SIDANG PEMERIKSAAN PADA PENGADILAN
Pemeriksaan perkara pidana pada sidang pengadilan Negeri
dibedakan menjadi :
1) Acara pemeriksaan biasa ;
2) Acara Pemeriksaan singkat ;
3) Acara pemeriksaan cepat, yang terdiri dari 2 jenis :
(1)
Acara pemeriksaan tindak pidana ringan ( TIPIRING ) ; dan
(2)
Acara pemeriksaan perkara pelanggaran lalu lintas.
Perbedaan tata cara pemeriksaan tersebut terletak dari
jenis tindak pidana yang diadili dan mudah atau sulitnya pembuktian perkara.
Berikut ini, diuraikan tata cara pemeriksaan biasa, yang
pada umumnya dilaksanakan pada sidang Pengadilan Negeri.
1. Pembacaan
Surat Dakwaan JPU
a. Sebelum hari sidang perdana, panggilan diberikan
kepada pihak terkait ( Jaksa Penuntut Umum, Terdakwa, dan Kuasa Hukumnya, Saksi
), dibuat oleh Jaksa Penuntut Umum dan diberikan tanda penerimaan sebagaimana
dimaksud dalam Pasal 145 dan 146 KUHAP, adalah menjadi kewajiban Jaksa Penuntut
Umum untuk menghadirkan pihak terkait pada pemeriksaan sidang pada pengadilan.
b. Pada hari sidang yang sudah ditentukan, Hakim Ketua
membuka sidang dan menyatakan terbuka untuk umum kecuali dalam hal mengenai
kesusilaan atau terdakwanya anak – anak, dan anak – anak di bawah 17 tahun
tidak diperkenankan berada di ruang sidang sebagaimana dimaksud dalam Pasal 153
KUHAP.
c. Majelis hakim sedikitnya berjumlah 3 ( tiga ) orang
kecuali dalam hal pemeriksaan singkat dan cepat dalam susunan persidangan
perkara pidana sebagaimana dimaksud dalam Pasal 17 Undang – Undang Nomor 4
Tahun 2004 tentang Kekuasaan Kehakiman.
d. Sidang pemeriksaan perkara pidana mewajibkan kehadiran
terdakwa dengan mengikuti tata cara sebagaimana dimaksud dalam Pasal 154 KUHAP,
dan apabila suatu perkara terdapat lebih satu terdakwa dan tidak semua hadir,
maka sidang tetap berlangsung dengan terdakwa yang sudah hadir.

Cuplikan Data =
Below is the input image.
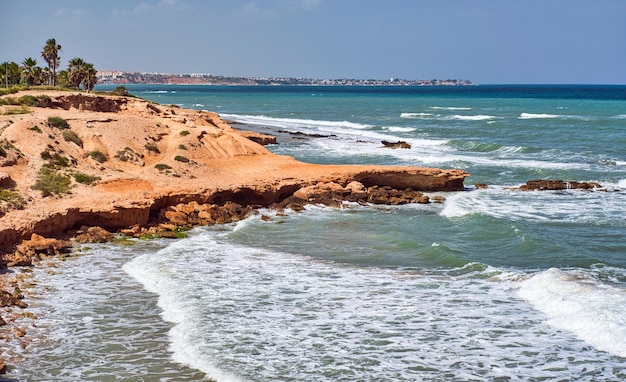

Tantangan A = Menurut teks tentang sidang pemeriksaan perkara pidana, perbedaan tata cara pemeriksaan di Pengadilan Negeri terletak pada hal apa?
Tantangan B = Salin bagian teks tentang sidang pemeriksaan perkara pidana mulai dari "Berikut ini, diuraikan" dan terus sampai "sidang pada pengadilan.".
Tantangan C = Lanjutkan teks tentang sidang pemeriksaan perkara pidana dari kalimat terakhirnya.

Keluaran yang Diharapkan A = Pada jenis tindak pidana yang diadili serta mudah atau sulitnya pembuktian perkara.

Keluaran yang Diharapkan B =
Berikut ini, diuraikan tata cara pemeriksaan biasa, yang
pada umumnya dilaksanakan pada sidang Pengadilan Negeri.
1. Pembacaan
Surat Dakwaan JPU
a. Sebelum hari sidang perdana, panggilan diberikan
kepada pihak terkait ( Jaksa Penuntut Umum, Terdakwa, dan Kuasa Hukumnya, Saksi
), dibuat oleh Jaksa Penuntut Umum dan diberikan tanda penerimaan sebagaimana
dimaksud dalam Pasal 145 dan 146 KUHAP, adalah menjadi kewajiban Jaksa Penuntut
Umum untuk menghadirkan pihak terkait pada pemeriksaan sidang pada pengadilan.

Keluaran yang Diharapkan C =
e. Tahapan pemeriksaan awal sidang perkara pidana
sebagaimana diatur dalam Pasal 155 KUHAP :
1) Setelah membuka sidang, Hakim Ketua menanyakan kepada
terdakwa identitas lengkap, mulai nama, kelahiran, pendidikan, tempat tinggal
sampai pekerjaan terakhir.
2) Hakim Ketua mengingatkan kepada terdakwa untuk
memperhatikan segala sesuatu yang didengar dan dilihatnya saat sidang
pengadilan.
3) Hakim Ketua kemudian meminta kepada Jaksa Penuntut
Umum untuk membacakan Surat Dakwaan.
4) Setelah selesai Pembacaan Surat Dakwaan, Hakim Ketua
menanyakan kepada terdakwa apakah isi surat dakwaan telah dimengerti, apabila
belum mengerti maka Hakim Ketua meminta Penuntut Umum untuk memberikan
penjelasan.
5) Setelah mendapat penjelasan, maka Terdakwa atau Kuasa
Hukumnya ( Penasihat Hukumnya ) dapat mengajukan keberatan atau Eksepsi
sebagaimana dimaksud dalam Pasal 156 KUHAP.
2. Eksepsi (
Nota Keberatan )
a. Eksepsi atau Nota Keberatan yang diajukan terdakwa
atau penasihat hukumnya hanya memuat hal – hal yang bersifat formal, tidak
memasuki hal – hal yang berkaitan dengan pokok perkara, tidak membahas dakwaan
terbukti atau tidak terbukti, sebagaimana dimaksud dalam Pasal 156 Ayat (1)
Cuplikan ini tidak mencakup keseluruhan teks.